Your goal: Copy verbatim the portion of the records below that starts at the line containing "Exercise. Mark the necklace" and runs through the end of the records, including both the first and last lines.

Rows from a pointing dataset
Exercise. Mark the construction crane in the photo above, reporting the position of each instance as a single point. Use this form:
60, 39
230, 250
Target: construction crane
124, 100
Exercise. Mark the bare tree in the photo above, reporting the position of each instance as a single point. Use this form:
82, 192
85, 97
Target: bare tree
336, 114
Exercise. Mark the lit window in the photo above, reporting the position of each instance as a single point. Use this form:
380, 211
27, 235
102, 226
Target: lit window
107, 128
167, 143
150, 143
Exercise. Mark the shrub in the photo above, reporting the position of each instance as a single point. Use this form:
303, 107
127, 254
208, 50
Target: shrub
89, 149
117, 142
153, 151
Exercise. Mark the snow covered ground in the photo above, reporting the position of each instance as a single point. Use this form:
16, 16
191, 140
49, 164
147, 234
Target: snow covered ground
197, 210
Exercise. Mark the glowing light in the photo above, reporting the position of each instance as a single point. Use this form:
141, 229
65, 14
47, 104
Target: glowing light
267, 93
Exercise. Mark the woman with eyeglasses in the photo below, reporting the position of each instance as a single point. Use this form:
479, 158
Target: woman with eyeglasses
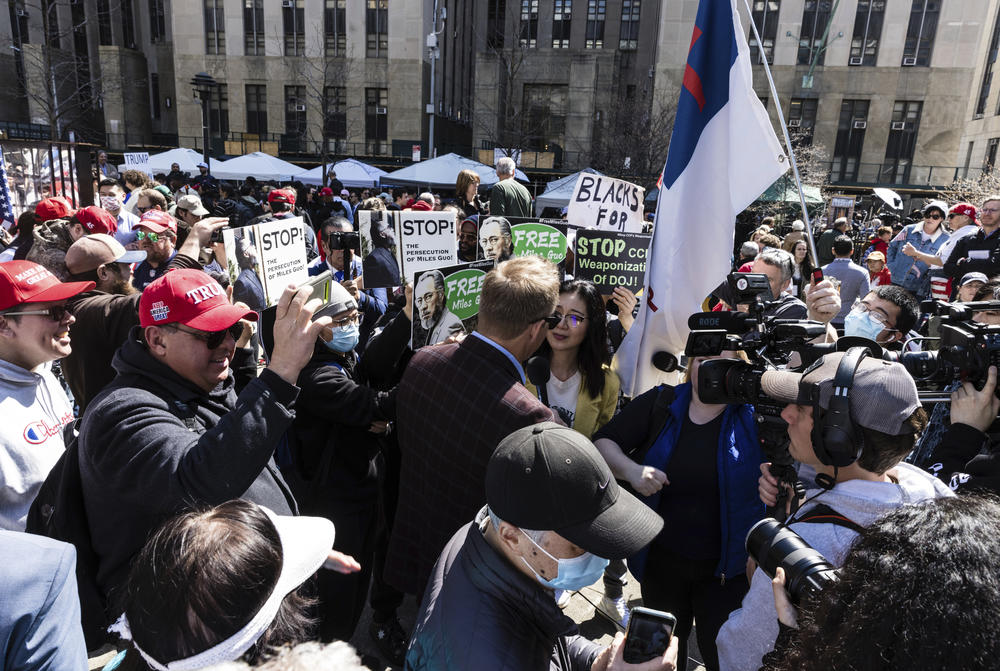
912, 252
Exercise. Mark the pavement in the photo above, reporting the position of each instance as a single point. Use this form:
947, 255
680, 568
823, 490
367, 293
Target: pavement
581, 608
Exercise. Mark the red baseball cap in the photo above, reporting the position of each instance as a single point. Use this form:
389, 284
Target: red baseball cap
968, 209
27, 282
158, 221
189, 297
97, 220
55, 207
281, 196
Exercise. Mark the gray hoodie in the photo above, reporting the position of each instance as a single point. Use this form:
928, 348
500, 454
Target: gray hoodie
750, 631
34, 409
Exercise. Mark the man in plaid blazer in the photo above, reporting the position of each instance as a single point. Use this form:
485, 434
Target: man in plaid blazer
455, 404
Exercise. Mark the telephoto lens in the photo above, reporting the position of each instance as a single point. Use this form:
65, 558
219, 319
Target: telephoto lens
807, 572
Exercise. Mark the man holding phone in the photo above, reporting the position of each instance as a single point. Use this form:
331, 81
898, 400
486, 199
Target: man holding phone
554, 515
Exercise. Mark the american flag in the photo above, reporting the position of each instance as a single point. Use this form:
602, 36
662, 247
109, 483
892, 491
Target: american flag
6, 210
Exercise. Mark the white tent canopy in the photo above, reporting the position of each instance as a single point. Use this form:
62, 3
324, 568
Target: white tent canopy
187, 159
442, 172
558, 192
351, 172
257, 164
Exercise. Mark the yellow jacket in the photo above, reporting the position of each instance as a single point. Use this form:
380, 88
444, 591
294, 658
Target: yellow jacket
593, 413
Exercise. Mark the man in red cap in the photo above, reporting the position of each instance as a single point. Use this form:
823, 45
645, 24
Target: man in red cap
157, 234
171, 431
34, 331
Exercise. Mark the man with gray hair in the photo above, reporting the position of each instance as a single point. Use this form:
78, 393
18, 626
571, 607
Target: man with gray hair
437, 322
508, 197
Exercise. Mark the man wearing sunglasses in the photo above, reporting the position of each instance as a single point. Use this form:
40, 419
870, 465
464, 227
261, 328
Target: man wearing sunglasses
157, 235
906, 256
979, 253
34, 331
171, 431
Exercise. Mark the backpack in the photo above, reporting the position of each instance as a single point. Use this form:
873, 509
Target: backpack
58, 512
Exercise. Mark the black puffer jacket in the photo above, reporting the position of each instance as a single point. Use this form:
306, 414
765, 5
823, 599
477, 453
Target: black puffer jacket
479, 612
152, 444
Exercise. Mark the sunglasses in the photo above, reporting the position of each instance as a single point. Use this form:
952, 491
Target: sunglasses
56, 313
212, 338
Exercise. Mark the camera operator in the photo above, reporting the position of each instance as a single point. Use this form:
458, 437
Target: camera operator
883, 419
902, 585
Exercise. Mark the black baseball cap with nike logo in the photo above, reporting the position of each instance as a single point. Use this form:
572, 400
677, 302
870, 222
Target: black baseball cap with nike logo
548, 477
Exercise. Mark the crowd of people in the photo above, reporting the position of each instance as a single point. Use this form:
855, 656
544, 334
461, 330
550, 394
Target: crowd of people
193, 480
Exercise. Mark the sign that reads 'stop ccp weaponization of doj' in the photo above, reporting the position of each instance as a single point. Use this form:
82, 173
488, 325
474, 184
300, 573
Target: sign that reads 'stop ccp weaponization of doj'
606, 203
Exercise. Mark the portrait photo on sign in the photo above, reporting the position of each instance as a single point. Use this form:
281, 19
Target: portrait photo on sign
446, 302
379, 255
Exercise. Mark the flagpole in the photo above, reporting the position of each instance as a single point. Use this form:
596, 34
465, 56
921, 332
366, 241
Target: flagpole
784, 131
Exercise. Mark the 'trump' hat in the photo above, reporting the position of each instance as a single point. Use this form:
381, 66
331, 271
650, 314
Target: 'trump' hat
27, 282
189, 297
882, 395
92, 251
552, 478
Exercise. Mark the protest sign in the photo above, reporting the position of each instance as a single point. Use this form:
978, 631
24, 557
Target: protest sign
610, 259
426, 240
379, 251
264, 259
446, 302
606, 203
138, 161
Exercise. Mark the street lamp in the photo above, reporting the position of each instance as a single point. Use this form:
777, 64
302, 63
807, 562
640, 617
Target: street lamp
203, 86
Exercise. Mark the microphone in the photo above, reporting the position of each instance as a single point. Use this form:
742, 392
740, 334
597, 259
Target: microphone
538, 372
731, 322
665, 361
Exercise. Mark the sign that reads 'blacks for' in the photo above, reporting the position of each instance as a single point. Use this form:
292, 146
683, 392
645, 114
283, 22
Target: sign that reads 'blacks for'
610, 259
606, 203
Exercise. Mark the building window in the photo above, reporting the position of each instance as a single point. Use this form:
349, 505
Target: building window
335, 27
293, 17
561, 23
628, 36
920, 32
815, 16
802, 118
154, 94
850, 140
218, 111
104, 23
256, 109
867, 32
529, 23
128, 24
991, 59
253, 27
496, 24
335, 112
544, 121
215, 27
157, 20
377, 25
376, 119
765, 17
596, 12
902, 142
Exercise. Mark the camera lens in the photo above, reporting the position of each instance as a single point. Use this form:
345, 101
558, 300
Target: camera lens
772, 544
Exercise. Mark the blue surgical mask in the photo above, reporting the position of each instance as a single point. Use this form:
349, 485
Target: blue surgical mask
574, 573
345, 338
863, 324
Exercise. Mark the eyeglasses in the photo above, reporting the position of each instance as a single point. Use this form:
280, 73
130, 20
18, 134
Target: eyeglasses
212, 339
56, 313
574, 320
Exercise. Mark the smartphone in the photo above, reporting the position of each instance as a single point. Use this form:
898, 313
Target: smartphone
648, 635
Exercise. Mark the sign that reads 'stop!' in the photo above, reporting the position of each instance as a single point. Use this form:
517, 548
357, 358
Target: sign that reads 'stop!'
606, 203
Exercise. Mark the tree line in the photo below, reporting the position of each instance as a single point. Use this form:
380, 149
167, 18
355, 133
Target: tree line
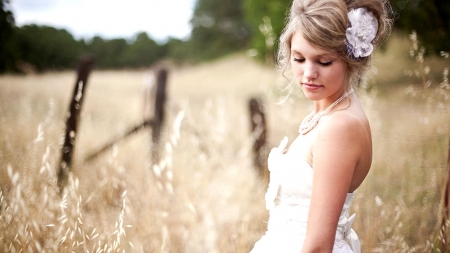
237, 25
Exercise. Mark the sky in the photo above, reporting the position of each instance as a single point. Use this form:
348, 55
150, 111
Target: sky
109, 18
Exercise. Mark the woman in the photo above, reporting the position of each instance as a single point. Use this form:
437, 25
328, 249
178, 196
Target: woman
328, 45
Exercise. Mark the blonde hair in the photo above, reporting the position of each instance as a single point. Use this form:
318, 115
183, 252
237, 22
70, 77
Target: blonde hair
323, 23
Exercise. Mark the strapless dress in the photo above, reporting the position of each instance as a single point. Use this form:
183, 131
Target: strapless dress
288, 199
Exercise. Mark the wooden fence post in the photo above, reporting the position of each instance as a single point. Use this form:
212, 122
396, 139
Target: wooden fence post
158, 116
84, 67
445, 208
259, 135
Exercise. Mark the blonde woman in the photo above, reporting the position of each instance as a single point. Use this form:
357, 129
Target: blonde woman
328, 46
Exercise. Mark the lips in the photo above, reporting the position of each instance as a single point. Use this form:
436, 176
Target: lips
311, 86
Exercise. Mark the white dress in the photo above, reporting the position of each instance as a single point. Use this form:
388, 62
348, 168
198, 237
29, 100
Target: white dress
288, 199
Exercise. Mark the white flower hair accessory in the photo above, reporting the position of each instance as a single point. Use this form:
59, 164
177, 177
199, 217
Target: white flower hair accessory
363, 27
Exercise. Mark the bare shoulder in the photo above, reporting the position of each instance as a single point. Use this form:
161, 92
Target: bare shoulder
345, 124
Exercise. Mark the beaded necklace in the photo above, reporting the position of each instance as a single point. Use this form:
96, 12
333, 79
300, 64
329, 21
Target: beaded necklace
310, 121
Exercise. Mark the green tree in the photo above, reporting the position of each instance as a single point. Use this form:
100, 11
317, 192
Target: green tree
218, 28
45, 47
177, 50
142, 52
7, 50
108, 54
430, 19
266, 19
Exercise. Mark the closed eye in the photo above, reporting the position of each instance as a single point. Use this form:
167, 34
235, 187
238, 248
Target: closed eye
328, 63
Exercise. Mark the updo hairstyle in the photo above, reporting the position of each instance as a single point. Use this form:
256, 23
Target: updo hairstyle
323, 23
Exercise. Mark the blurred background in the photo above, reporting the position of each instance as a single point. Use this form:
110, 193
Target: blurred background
204, 193
50, 34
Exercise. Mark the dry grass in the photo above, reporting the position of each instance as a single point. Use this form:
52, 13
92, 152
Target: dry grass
204, 195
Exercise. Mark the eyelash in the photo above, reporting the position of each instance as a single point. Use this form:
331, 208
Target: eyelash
321, 63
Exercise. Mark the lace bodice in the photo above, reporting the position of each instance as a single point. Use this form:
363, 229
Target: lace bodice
288, 200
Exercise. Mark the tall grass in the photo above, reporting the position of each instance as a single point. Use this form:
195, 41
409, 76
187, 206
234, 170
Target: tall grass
204, 195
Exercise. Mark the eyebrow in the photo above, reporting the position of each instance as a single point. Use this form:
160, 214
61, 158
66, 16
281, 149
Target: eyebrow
317, 56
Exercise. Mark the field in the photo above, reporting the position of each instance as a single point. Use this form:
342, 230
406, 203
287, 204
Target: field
205, 195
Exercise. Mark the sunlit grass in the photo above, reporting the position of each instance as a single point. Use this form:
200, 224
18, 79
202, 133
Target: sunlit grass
205, 195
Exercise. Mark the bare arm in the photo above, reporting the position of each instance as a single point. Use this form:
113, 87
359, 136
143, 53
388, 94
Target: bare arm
336, 153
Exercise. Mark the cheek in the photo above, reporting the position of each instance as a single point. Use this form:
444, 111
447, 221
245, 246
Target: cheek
296, 69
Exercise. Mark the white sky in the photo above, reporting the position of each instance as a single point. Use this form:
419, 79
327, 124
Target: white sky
109, 18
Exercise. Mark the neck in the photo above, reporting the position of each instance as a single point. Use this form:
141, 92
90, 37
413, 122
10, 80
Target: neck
321, 105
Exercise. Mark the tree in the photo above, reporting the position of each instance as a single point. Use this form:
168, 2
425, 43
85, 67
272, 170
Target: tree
266, 19
218, 28
143, 52
7, 50
46, 47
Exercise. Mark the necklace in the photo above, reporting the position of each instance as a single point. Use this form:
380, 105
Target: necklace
311, 120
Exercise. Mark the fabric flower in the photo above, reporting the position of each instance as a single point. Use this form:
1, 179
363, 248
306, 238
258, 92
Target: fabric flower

Task result:
Exercise. Mark the necklace in the photo above, reporting the position of each instance as a single point. Use this form:
380, 105
Target: necklace
311, 120
Exercise. Mark the fabric flower in the photo above, reporting the position of each instance as a single point. Use this form:
1, 179
363, 248
306, 238
258, 92
Target: fabric flower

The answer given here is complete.